◆ **Passage**
━━━━━━━━━━━━━━━━

Schema Commands

This document provides detailed information about the schema commands available in fairscape-cli.

Overview

The schema command group provides operations for creating, modifying, working with data schemas, and validating data against schemas. Schemas describe the structure and constraints of datasets, enabling validation and improved interoperability.

fairscape-cli schema [COMMAND] [OPTIONS]

Available Commands

Command Details

create-tabular

Create a new tabular schema definition.

fairscape-cli schema create-tabular [OPTIONS] SCHEMA_FILE

Options:

  • --name TEXT - Name of the schema [required]
  • --description TEXT - Description of the schema [required]
  • --guid TEXT - Optional custom identifier for the schema
  • --separator TEXT - Field separator character (e.g., , for CSV) [required]
  • --header BOOLEAN - Whether the data file has a header row (default: False)

Example:

fairscape-cli schema create-tabular \
    --name 'APMS Embedding Schema' \
    --description 'Tabular format for APMS music embeddings' \
    --separator ',' \
    --header False \
    ./schema_apms_music_embedding.json

add-property

This command group allows you to add different types of properties to an existing schema.

add-property string

Add a string property to a schema.

fairscape-cli schema add-property string [OPTIONS] SCHEMA_FILE

Options:

  • --name TEXT - Name of the property [required]
  • --index INTEGER - Column index in the data (0-based) [required]
  • --description TEXT - Description of the property [required]
  • --value-url TEXT - URL to a vocabulary term
  • --pattern TEXT - Regular expression pattern for validation

Example:

fairscape-cli schema add-property string \
    --name 'Gene Symbol' \
    --index 1 \
    --description 'Gene Symbol for the APMS bait protein' \
    --pattern '^[A-Za-z0-9\-]*$' \
    --value-url 'http://edamontology.org/data_1026' \
    ./schema_apms_music_embedding.json

add-property number

Add a number property to a schema.

fairscape-cli schema add-property number [OPTIONS] SCHEMA_FILE

Options:

  • --name TEXT - Name of the property [required]
  • --index INTEGER - Column index in the data (0-based) [required]
  • --description TEXT - Description of the property [required]
  • --maximum FLOAT - Maximum allowed value
  • --minimum FLOAT - Minimum allowed value
  • --value-url TEXT - URL to a vocabulary term

Example:

fairscape-cli schema add-property number \
    --name 'Measurement' \
    --index 2 \
    --description 'Sensor reading in units of X' \
    --minimum 0.0 \
    --maximum 100.0 \
    ./schema_apms_music_embedding.json

add-property integer

Add an integer property to a schema.

━━━━━━━━━━━━━━━━

Saved data entries:
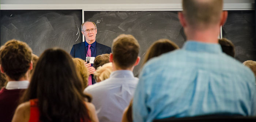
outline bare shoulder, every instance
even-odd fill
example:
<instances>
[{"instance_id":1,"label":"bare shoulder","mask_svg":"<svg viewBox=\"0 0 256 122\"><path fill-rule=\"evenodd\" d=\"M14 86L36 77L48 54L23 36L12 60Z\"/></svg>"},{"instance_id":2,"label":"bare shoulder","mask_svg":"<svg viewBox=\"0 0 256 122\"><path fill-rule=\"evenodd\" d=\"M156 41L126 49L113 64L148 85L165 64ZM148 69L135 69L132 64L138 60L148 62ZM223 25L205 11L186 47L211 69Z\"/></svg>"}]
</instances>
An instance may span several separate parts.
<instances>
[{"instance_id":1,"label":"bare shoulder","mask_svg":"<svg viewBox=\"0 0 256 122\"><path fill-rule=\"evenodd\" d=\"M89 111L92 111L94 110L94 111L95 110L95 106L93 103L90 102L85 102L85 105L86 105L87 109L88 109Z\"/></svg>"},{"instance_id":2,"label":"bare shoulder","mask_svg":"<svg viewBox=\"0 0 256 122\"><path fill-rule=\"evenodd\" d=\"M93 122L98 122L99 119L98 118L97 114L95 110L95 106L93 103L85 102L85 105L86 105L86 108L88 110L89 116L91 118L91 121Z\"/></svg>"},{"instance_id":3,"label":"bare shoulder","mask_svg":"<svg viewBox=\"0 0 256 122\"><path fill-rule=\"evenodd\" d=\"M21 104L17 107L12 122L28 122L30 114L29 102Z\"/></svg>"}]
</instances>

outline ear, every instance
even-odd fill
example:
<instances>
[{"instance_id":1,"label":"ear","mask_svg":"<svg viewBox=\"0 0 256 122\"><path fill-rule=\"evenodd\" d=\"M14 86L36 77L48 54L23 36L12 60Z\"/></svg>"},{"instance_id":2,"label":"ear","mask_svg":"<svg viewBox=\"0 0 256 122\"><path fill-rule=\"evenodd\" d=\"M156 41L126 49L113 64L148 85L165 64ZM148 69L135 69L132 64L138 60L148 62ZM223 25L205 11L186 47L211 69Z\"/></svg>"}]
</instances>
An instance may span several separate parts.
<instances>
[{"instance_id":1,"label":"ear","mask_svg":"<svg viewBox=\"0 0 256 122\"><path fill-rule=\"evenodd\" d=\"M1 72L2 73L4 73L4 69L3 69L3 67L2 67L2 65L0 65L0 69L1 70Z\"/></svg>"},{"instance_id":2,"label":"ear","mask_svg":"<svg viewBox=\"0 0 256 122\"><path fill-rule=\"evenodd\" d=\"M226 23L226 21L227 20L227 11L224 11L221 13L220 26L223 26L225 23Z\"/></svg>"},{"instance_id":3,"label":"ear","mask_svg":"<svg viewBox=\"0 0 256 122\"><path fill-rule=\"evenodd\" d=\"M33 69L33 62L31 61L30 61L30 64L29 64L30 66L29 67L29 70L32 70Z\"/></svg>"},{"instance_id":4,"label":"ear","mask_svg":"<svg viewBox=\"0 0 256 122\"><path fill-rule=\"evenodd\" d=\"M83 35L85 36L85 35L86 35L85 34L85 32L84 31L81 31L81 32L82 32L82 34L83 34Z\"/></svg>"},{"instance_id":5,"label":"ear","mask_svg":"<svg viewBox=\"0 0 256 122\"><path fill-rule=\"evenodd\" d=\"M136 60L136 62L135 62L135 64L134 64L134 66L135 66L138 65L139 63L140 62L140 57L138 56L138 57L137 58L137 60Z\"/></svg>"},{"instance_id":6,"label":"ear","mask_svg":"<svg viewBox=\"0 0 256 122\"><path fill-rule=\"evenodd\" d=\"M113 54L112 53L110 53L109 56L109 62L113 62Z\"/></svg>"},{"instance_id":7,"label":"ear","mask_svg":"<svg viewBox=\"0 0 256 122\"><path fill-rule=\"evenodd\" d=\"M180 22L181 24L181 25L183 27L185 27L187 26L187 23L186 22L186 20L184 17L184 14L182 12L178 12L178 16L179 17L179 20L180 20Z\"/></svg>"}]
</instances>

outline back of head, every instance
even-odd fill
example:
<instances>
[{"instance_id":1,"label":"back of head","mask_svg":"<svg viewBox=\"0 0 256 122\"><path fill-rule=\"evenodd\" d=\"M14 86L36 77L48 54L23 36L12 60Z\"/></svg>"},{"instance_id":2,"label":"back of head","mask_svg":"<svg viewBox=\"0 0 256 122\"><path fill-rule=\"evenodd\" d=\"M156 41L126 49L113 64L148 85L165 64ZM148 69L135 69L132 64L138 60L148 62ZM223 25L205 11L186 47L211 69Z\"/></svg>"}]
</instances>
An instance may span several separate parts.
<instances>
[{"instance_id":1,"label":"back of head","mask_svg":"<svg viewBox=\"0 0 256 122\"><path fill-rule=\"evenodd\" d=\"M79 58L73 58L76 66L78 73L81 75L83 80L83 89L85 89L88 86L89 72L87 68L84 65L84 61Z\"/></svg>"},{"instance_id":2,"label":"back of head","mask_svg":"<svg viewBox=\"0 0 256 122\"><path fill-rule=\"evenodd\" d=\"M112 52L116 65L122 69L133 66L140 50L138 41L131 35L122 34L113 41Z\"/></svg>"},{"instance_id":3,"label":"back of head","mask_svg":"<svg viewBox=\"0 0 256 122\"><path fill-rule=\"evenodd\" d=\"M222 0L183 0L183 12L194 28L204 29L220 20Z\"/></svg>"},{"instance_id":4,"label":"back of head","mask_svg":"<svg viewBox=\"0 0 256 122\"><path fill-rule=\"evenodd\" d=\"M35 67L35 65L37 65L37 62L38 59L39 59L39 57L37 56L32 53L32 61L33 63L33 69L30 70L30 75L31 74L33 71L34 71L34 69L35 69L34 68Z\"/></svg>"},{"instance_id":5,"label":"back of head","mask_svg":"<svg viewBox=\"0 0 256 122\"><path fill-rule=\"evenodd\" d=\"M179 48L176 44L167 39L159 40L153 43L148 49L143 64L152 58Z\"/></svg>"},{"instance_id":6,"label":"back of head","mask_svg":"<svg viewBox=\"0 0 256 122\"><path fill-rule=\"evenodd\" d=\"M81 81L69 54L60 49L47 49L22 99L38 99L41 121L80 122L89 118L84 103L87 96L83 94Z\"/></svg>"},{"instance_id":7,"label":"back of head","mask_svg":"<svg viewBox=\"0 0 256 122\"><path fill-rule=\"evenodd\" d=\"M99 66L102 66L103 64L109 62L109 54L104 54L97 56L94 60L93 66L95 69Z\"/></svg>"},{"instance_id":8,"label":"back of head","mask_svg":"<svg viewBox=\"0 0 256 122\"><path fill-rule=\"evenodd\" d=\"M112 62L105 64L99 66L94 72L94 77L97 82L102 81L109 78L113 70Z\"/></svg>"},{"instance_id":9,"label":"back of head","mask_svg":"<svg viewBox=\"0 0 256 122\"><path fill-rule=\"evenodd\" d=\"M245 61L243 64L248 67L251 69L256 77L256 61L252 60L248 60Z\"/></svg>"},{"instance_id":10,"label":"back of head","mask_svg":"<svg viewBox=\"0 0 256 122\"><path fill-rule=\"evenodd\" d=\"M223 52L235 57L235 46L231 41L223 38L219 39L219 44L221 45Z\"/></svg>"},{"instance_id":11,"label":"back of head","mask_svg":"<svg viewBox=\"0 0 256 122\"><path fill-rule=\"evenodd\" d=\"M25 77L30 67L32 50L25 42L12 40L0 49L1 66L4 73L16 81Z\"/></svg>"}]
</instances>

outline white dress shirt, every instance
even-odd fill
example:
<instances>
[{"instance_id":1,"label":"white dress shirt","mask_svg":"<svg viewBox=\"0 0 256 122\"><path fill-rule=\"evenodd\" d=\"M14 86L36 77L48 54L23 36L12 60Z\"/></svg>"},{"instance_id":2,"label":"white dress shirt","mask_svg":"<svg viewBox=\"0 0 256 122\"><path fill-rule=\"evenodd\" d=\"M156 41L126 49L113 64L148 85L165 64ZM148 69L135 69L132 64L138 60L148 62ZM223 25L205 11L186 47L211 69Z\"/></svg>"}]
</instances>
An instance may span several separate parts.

━━━━━━━━━━━━━━━━

◆ **Exercise requirements**
Please reproduce the part of the schema commands page above starting at "fairscape-cli schema create-tabular \" and ending at "string property to a schema.".

◆ **Solution below**
fairscape-cli schema create-tabular \
    --name 'APMS Embedding Schema' \
    --description 'Tabular format for APMS music embeddings' \
    --separator ',' \
    --header False \
    ./schema_apms_music_embedding.json

add-property

This command group allows you to add different types of properties to an existing schema.

add-property string

Add a string property to a schema.